(GOAL):
Please update the brain computer interface post below, giving it again between "EPOC: Brain Computer" and "for the e-version.", inclusive, with "neuroheadset" changed to "headset".

(TEXT PROVIDED):

· · · · ·

Tuesday 18 June 2013

EPOC: Brain Computer Interface Technology


There has been previous mention of the planned goings on that were to go on once I had completed my last exam, and they have now that I have. I am of course talking about sending messages from my brain to my computer without utilising those avenues upon which my brain is traditionally reliant. This was managed through the use of an EPOC neuroheadset, produced by Emotiv. It would be completely fair to say that the EPOC is not state of the art. This is an opinion about which I am pretty confident, and one that is supported by the other one produced by Emotiv. It isn't always strictly important to be state of the art. I couldn't tell you what is always strictly important, because if I could, I wouldn't tell you. Not here. I'd tell you in a book for $49.95, or $22.40 for the e-version.

· · · · ·

(GIVEN DATA):
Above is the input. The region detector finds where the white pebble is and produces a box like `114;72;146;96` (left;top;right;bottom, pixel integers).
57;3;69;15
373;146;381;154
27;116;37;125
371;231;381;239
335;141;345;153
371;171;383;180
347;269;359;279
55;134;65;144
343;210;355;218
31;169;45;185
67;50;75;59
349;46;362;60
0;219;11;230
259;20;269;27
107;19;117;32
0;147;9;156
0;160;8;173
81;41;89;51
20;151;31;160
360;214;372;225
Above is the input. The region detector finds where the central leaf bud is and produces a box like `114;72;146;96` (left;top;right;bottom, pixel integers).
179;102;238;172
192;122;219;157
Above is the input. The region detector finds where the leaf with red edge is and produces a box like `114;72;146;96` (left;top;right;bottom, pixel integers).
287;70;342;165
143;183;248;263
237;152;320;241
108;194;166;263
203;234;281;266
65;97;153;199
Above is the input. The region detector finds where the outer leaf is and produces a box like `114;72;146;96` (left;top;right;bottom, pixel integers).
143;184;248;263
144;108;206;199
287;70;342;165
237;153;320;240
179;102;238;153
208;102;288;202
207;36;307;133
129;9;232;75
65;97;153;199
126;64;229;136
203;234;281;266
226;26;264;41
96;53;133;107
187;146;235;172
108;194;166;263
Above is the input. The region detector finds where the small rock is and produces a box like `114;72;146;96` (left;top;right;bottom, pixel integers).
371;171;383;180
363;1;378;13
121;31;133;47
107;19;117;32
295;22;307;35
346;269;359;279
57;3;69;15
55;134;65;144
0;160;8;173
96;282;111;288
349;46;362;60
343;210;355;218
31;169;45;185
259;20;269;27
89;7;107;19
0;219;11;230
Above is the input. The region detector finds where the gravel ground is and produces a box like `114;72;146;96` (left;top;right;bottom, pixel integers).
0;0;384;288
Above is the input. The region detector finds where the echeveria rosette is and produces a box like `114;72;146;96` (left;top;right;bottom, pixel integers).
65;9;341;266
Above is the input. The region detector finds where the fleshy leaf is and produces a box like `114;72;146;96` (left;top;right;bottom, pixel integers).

· · · · ·

(EXPECTED ANSWER):
EPOC: Brain Computer Interface Technology


There has been previous mention of the planned goings on that were to go on once I had completed my last exam, and they have now that I have. I am of course talking about sending messages from my brain to my computer without utilising those avenues upon which my brain is traditionally reliant. This was managed through the use of an EPOC headset, produced by Emotiv. It would be completely fair to say that the EPOC is not state of the art. This is an opinion about which I am pretty confident, and one that is supported by the other one produced by Emotiv. It isn't always strictly important to be state of the art. I couldn't tell you what is always strictly important, because if I could, I wouldn't tell you. Not here. I'd tell you in a book for $49.95, or $22.40 for the e-version.